* [Supplied data]:
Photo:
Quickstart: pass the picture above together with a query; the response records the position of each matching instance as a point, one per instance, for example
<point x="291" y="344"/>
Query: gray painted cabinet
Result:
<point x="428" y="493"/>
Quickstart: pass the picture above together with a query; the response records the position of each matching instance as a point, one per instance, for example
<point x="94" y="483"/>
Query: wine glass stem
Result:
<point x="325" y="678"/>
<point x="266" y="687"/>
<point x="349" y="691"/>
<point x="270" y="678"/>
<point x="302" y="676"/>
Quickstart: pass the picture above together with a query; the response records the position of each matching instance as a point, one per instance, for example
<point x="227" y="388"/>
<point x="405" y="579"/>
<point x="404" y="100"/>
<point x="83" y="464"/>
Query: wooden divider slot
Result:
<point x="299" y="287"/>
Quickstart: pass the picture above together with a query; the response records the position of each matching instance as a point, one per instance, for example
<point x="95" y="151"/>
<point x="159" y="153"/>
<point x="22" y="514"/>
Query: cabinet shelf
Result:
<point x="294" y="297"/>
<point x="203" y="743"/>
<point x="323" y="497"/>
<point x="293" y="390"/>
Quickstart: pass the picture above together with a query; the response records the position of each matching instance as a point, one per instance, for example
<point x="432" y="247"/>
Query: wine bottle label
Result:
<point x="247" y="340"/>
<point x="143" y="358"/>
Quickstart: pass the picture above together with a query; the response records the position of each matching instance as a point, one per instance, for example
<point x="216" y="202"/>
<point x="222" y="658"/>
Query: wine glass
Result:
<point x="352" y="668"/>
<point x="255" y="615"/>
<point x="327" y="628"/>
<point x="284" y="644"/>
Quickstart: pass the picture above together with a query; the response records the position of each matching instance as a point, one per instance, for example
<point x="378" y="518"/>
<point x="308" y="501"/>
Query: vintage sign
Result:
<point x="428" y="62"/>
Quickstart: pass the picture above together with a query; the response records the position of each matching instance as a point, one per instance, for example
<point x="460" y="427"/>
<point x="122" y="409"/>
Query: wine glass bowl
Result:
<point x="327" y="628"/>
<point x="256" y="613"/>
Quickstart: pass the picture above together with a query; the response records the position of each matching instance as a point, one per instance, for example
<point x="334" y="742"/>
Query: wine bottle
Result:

* [Task]: Set down the records above once more, exactly as given.

* [Result of the exercise]:
Photo:
Quickstart: pass the picture above together with a query; the response records the position of each matching instance as a point, one per instance, for example
<point x="291" y="344"/>
Query: gray painted cabinet
Result:
<point x="428" y="493"/>
Quickstart: pass the picture above together with a query; the response records the position of each matching instance as a point, one per instance, for example
<point x="94" y="483"/>
Query: wine glass stem
Result:
<point x="325" y="678"/>
<point x="266" y="687"/>
<point x="349" y="691"/>
<point x="270" y="678"/>
<point x="302" y="676"/>
Quickstart: pass the picture above together with a query; the response records the position of each matching instance as a point, one per instance, for example
<point x="227" y="388"/>
<point x="405" y="579"/>
<point x="404" y="100"/>
<point x="83" y="464"/>
Query: wooden divider slot
Result:
<point x="299" y="287"/>
Quickstart: pass the picture above together with a query; the response records the position of each matching instance as a point, one per instance, for example
<point x="95" y="151"/>
<point x="159" y="153"/>
<point x="22" y="514"/>
Query: cabinet shelf
Result:
<point x="294" y="297"/>
<point x="203" y="743"/>
<point x="323" y="497"/>
<point x="293" y="390"/>
Quickstart: pass the picture above together with a query; the response records the position of each matching instance as a point, one per instance, for example
<point x="432" y="247"/>
Query: wine bottle label
Result:
<point x="247" y="340"/>
<point x="143" y="358"/>
Quickstart: pass the picture above together with a query; the response records the position of each matching instance as a point, one per instance, for example
<point x="216" y="202"/>
<point x="222" y="658"/>
Query: wine glass
Result:
<point x="352" y="668"/>
<point x="255" y="615"/>
<point x="327" y="628"/>
<point x="284" y="644"/>
Quickstart: pass the picture above together with a query; the response records the position of each matching instance as a point, one per instance, for example
<point x="378" y="518"/>
<point x="308" y="501"/>
Query: vintage sign
Result:
<point x="428" y="62"/>
Quickstart: pass the picture above together with a query; the response records the position of each matching instance as a point, one per instance, for example
<point x="460" y="427"/>
<point x="122" y="409"/>
Query: wine glass bowl
Result:
<point x="327" y="628"/>
<point x="256" y="613"/>
Quickstart: pass the picture above together with a query; the response records the position of each matching instance as a point, one per instance, for example
<point x="334" y="742"/>
Query: wine bottle
Result:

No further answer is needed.